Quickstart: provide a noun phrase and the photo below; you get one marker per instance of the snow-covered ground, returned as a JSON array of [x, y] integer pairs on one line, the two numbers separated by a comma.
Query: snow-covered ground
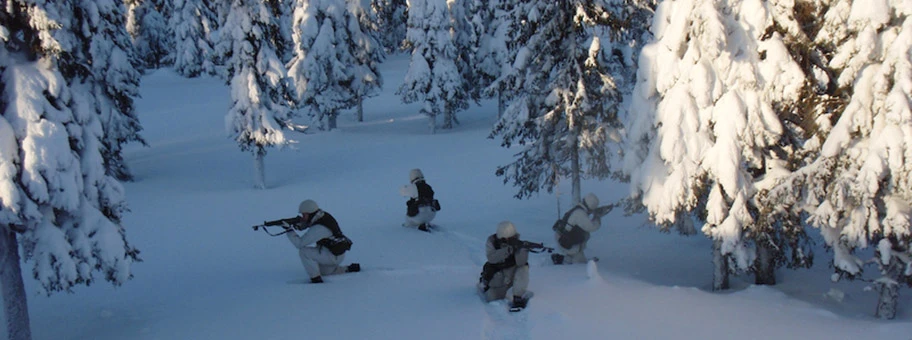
[[207, 275]]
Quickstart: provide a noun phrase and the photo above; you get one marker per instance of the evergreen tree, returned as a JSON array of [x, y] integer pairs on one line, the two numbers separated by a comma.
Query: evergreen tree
[[147, 23], [259, 91], [433, 78], [564, 104], [191, 24], [392, 16], [57, 199], [367, 51], [493, 52], [465, 38], [856, 189], [704, 129], [96, 62], [220, 36], [321, 69]]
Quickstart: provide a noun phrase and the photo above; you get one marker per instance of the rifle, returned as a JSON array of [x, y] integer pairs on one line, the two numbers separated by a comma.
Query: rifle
[[533, 247], [293, 221], [603, 210]]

::::

● **Given task**
Reproduce all the rows above, changing every "noun phrase" to "short label" and keeping everything else the same. Omit the pictures from your answer.

● **Correct response**
Quickstart: provide a short label and the photo below; you get one marker per instance of the snow-covered ground, returned as a JSON array of [x, y] integer pairs on one line, the two numbers separated by a comma.
Query: snow-covered ground
[[207, 275]]
Quickstart: provide a short label and the photo above; you get one marker per instance of the evergreen tree, returned as a JSON array of [x, y] integer pairs on one line, the two numbers separated by a comma.
Query: evergreen tree
[[147, 23], [259, 91], [433, 78], [564, 104], [191, 24], [392, 16], [57, 199], [367, 51], [493, 52], [465, 38], [856, 189], [704, 129], [96, 62], [220, 36], [321, 69]]
Quickstart: provide a short label and the photo above; you get one marker per instance of the rifle, returned as a JSON array of [x, y] integer pairs on one line, the two numbers separated by a comma.
Query: rifle
[[533, 247], [293, 221], [603, 210]]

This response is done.